┏━━
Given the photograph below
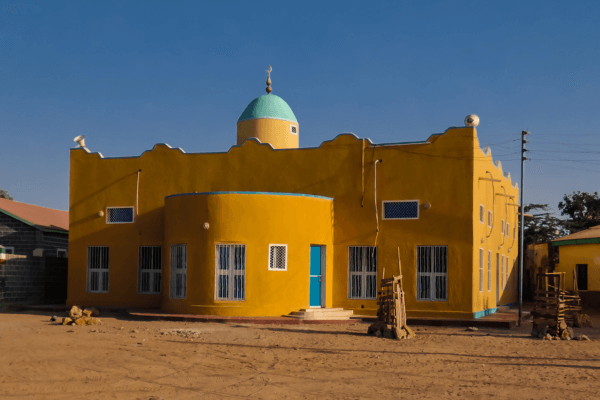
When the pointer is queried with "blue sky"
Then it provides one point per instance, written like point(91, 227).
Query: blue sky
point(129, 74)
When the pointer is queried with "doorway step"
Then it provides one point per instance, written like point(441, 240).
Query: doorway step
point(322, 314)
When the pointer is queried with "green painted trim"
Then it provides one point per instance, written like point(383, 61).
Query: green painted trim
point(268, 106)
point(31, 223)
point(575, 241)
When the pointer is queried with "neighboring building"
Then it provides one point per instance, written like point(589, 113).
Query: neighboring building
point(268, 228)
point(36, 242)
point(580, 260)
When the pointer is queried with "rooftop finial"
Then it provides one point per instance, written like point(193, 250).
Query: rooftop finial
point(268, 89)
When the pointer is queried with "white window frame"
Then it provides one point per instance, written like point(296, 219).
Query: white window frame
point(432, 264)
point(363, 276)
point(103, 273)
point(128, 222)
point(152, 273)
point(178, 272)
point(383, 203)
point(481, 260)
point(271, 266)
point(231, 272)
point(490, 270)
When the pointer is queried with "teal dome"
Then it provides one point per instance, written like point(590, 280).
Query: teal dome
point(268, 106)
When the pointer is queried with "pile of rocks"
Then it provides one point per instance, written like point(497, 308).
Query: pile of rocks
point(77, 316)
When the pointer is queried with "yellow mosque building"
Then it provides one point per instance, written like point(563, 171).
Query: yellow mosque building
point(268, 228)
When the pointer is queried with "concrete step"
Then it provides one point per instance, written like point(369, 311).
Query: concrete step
┗━━
▶ _What is required_
All lines with the word "concrete" are needed; pull them from the entries and copy each.

▶ _Completed exercise_
When the pointer is queried with "concrete step"
Query: concrete step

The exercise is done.